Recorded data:
··········
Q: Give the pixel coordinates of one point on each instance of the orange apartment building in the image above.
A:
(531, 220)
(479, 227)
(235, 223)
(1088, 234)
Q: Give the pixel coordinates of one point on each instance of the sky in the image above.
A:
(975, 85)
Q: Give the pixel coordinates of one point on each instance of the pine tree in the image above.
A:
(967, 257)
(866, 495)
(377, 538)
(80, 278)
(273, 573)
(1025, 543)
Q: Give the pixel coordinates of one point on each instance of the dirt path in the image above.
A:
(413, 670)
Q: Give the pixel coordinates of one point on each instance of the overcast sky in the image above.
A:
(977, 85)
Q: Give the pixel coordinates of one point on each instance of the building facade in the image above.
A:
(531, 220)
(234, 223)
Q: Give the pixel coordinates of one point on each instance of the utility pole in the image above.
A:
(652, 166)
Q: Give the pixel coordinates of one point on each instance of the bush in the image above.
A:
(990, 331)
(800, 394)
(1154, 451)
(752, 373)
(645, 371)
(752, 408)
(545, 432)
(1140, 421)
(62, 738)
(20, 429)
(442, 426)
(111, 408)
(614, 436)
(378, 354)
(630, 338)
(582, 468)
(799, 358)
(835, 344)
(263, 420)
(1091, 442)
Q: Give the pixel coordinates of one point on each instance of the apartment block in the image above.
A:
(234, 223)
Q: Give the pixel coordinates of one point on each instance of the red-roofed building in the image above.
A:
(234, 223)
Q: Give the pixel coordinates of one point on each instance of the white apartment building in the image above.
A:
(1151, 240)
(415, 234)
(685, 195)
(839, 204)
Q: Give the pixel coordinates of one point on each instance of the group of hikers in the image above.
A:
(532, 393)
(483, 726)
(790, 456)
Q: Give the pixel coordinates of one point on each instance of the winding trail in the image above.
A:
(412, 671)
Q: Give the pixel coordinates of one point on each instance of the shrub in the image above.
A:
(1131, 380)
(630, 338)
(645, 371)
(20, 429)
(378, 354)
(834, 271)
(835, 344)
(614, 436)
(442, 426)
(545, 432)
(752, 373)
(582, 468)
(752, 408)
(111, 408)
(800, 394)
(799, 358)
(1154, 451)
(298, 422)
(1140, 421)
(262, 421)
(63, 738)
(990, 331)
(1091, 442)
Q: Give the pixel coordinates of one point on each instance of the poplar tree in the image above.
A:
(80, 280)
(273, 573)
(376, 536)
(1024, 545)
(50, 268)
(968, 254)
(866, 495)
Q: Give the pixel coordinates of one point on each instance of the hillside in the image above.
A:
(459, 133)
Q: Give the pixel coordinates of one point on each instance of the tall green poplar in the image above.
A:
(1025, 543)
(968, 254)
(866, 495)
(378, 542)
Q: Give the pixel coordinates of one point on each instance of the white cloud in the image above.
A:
··········
Work required =>
The records above are to be output in full and without error.

Result =>
Q: Give the pixel coordinates of one point on each instance of the orange apartment building in the image above.
A:
(531, 220)
(479, 227)
(235, 223)
(1088, 234)
Q: Give the pixel coordinates of one point on each instance of the sky in the image above.
A:
(975, 85)
Q: Give the pixel coordinates of one point on each instance of the pine tree in the image above.
A:
(967, 257)
(866, 495)
(377, 538)
(80, 278)
(273, 573)
(1025, 543)
Q: Give the pixel coordinates of one point on each instance of the dirt path in the image above.
A:
(413, 670)
Q: Give the pixel coordinates of one point on each instance of the overcast sky in the image above.
A:
(977, 85)
Q: Give the pixel coordinates of one point on each instance of the building facade in the image above.
A:
(531, 220)
(234, 223)
Q: Give the pixel coordinates of one point on each instance of the utility pole in the image above.
A:
(652, 166)
Q: Give the pixel coordinates of one point on each instance of the bush in the image above.
A:
(990, 331)
(800, 394)
(1154, 451)
(752, 373)
(645, 371)
(752, 408)
(545, 432)
(1140, 421)
(62, 738)
(20, 429)
(442, 426)
(111, 408)
(614, 436)
(378, 354)
(630, 338)
(582, 468)
(799, 358)
(835, 344)
(263, 420)
(1091, 442)
Q: Give the pixel coordinates of one point on each instance of the apartment block in the image above.
A:
(234, 223)
Q: Give the pixel coordinates of one point on each instance of the red-roofed building in the image above.
A:
(234, 223)
Q: Give the pixel coordinates of one point on each instance of the white apartment building in the image above.
A:
(1151, 240)
(415, 234)
(685, 195)
(839, 204)
Q: Give the pixel coordinates of one point on each instance of the group of hikers in the image above.
A:
(532, 393)
(483, 726)
(790, 456)
Q: Give the pixel coordinates of one point on each instance of the winding trail in the image above.
A:
(412, 671)
Q: Give the pixel coordinates of one point on each instance of the shrub in the image above.
A:
(1131, 380)
(630, 338)
(645, 371)
(20, 429)
(378, 354)
(834, 271)
(835, 344)
(614, 436)
(442, 426)
(545, 432)
(752, 373)
(582, 468)
(752, 408)
(111, 408)
(800, 394)
(799, 358)
(1154, 451)
(298, 422)
(1140, 421)
(262, 421)
(63, 738)
(990, 331)
(1091, 442)
Q: Give the pixel coordinates of one point on each instance of the poplar tree in the image above.
A:
(80, 280)
(273, 573)
(376, 536)
(1024, 545)
(50, 268)
(968, 254)
(866, 495)
Q: Give the pixel coordinates of one point on each instance of the hillside in the image above.
A:
(459, 133)
Q: Give the pixel coordinates of one point on each instance of the tall green poplar in the image above.
A:
(1025, 543)
(968, 254)
(866, 495)
(378, 542)
Q: Give the pixel coordinates of one point on each instance of the white cloud in the image above.
A:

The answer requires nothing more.